> _WHAT TO DO_: Each record below must be returned exactly as shown.

[start of RECORDS FOR THE EXERCISE]

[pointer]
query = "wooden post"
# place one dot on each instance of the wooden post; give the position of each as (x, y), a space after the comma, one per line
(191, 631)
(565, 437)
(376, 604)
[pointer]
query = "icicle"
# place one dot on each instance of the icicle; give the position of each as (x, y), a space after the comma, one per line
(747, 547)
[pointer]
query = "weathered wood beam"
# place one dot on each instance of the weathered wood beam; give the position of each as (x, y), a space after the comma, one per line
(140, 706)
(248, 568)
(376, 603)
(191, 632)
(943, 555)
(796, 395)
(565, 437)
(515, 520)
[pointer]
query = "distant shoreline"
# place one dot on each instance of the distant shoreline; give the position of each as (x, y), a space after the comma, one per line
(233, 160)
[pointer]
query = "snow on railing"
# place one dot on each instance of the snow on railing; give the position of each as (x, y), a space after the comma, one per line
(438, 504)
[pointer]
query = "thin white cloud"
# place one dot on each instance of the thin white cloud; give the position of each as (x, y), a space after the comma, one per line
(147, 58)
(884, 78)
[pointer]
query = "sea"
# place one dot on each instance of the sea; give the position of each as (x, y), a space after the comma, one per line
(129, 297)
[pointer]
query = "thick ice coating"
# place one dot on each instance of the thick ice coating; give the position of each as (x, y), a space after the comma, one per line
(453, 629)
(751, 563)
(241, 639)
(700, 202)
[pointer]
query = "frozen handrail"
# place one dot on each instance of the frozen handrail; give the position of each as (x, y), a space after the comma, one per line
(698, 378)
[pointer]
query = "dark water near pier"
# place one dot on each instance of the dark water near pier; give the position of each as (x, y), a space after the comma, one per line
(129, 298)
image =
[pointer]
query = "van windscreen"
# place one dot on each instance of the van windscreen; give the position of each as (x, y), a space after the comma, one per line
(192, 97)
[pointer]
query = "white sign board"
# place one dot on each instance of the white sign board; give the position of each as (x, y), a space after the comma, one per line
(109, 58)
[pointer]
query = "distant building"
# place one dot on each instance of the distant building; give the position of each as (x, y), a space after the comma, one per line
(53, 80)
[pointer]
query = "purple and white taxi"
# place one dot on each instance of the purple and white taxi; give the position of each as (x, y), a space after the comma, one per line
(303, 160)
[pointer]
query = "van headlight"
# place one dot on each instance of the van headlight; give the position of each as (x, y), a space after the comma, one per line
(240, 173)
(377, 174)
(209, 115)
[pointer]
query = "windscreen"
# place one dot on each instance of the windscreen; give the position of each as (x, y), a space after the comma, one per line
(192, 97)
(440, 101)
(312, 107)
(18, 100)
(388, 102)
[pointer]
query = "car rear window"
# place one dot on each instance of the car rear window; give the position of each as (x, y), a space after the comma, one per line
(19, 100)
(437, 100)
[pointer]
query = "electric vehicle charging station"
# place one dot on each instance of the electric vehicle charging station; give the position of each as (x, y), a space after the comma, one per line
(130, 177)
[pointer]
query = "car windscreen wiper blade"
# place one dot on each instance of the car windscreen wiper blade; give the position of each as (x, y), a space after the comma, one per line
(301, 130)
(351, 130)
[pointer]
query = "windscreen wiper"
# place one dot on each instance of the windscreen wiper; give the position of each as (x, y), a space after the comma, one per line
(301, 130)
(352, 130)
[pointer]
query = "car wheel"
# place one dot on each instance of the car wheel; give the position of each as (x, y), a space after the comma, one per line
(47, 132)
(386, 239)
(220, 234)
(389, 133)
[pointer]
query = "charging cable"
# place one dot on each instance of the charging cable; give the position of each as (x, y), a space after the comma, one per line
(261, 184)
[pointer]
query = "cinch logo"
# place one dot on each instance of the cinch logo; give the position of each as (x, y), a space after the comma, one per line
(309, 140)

[end of RECORDS FOR THE EXERCISE]

> _REPLY TO THE EXERCISE_:
[pointer]
query = "wooden post"
# place one dot on each instance of the wooden post; give the position of each as (x, y), a space after the comma, one per line
(191, 631)
(565, 437)
(376, 604)
[pointer]
query = "icicle"
# place one dot on each instance of the icicle; give the position of each as (x, y), a space after the comma, one per line
(747, 547)
[pointer]
query = "weathered wood beam"
# place one dot on each instance of the weathered wood beam; give the position of each as (x, y), a space after the comma, one per line
(140, 706)
(248, 568)
(376, 603)
(191, 632)
(943, 555)
(796, 395)
(565, 437)
(515, 520)
[pointer]
query = "distant shoreline"
# place one dot on each instance of the distant shoreline; give the position of each as (x, y), a space after the comma, one per line
(233, 160)
[pointer]
query = "snow on railing"
# place one dot on each instance of the snow on railing; give the position of each as (x, y), a space after the comma, one per line
(438, 504)
[pointer]
query = "thin white cloud"
# place one dot on each instance of the thin white cloud; give the position of each as (x, y), a space after the comma, one per line
(147, 58)
(884, 78)
[pointer]
query = "sea"
# place one dot on each instance of the sea; give the position of each as (x, y), a space after the comma, one per line
(129, 297)
[pointer]
query = "thick ice coating"
# place one dot on each instance of the thick ice coating; give the position of each as (x, y), a space after the comma, one per line
(453, 629)
(751, 563)
(241, 639)
(700, 202)
[pointer]
query = "frozen handrail"
# place one dot on each instance of the frozen handrail; give the position of each as (x, y), a space after the comma, one per line
(698, 378)
[pointer]
query = "dark water near pier"
# place one dot on each instance of the dark water near pier; give the position of each as (x, y), a space after the comma, one per line
(129, 298)
image =
[pointer]
query = "van windscreen"
# place one dot on each instance of the van windscreen; give the position of each as (x, y), a space after the comma, one per line
(192, 97)
[pointer]
query = "white sign board"
# place one dot on each instance of the white sign board; give the position of each as (x, y), a space after the comma, one per line
(109, 58)
[pointer]
query = "distant building"
# place one dot on each instance of the distant building; give the position of each as (x, y), a space after the comma, one per line
(53, 80)
[pointer]
query = "purple and white taxi"
# place one dot on each instance of the purple and white taxi; give the position of each as (x, y), a space after the comma, one per line
(303, 160)
[pointer]
query = "van headlight"
# place one dot on each instance of the van headlight; give the position of each as (x, y), a space after the comma, one per line
(240, 173)
(377, 174)
(209, 115)
[pointer]
query = "windscreen"
# place one dot on each instance of the windscreen; give the position of each as (x, y), a space after the comma, one per line
(192, 97)
(440, 101)
(312, 107)
(18, 100)
(388, 102)
[pointer]
query = "car rear window"
# place one dot on each instance of the car rear window; give the position of each as (x, y), a space after the comma, one per line
(19, 100)
(437, 100)
[pointer]
query = "electric vehicle charging station"
# place one dot on each instance of the electric vehicle charging station; give the position of each as (x, y), a space after the comma, one per line
(130, 177)
[pointer]
query = "car windscreen wiper blade"
# place one dot on each instance of the car windscreen wiper blade; give the position of each as (x, y), a space after the comma, one per line
(301, 130)
(351, 130)
[pointer]
query = "windscreen wiper"
# place one dot on each instance of the windscreen wiper; give the position of each as (x, y), a space after the comma, one per line
(301, 130)
(352, 130)
[pointer]
query = "car wheel"
# place one dot on each instance of the car wheel; give the position of each as (x, y), a space after the comma, one per line
(47, 132)
(386, 239)
(220, 234)
(389, 133)
[pointer]
query = "charging cable"
# place one dot on each instance of the charging cable; give the position of each as (x, y), a space after the comma, one per line
(261, 184)
[pointer]
query = "cinch logo"
# place one dot on each instance of the cinch logo; give the position of each as (x, y), a space after the comma, one per line
(309, 140)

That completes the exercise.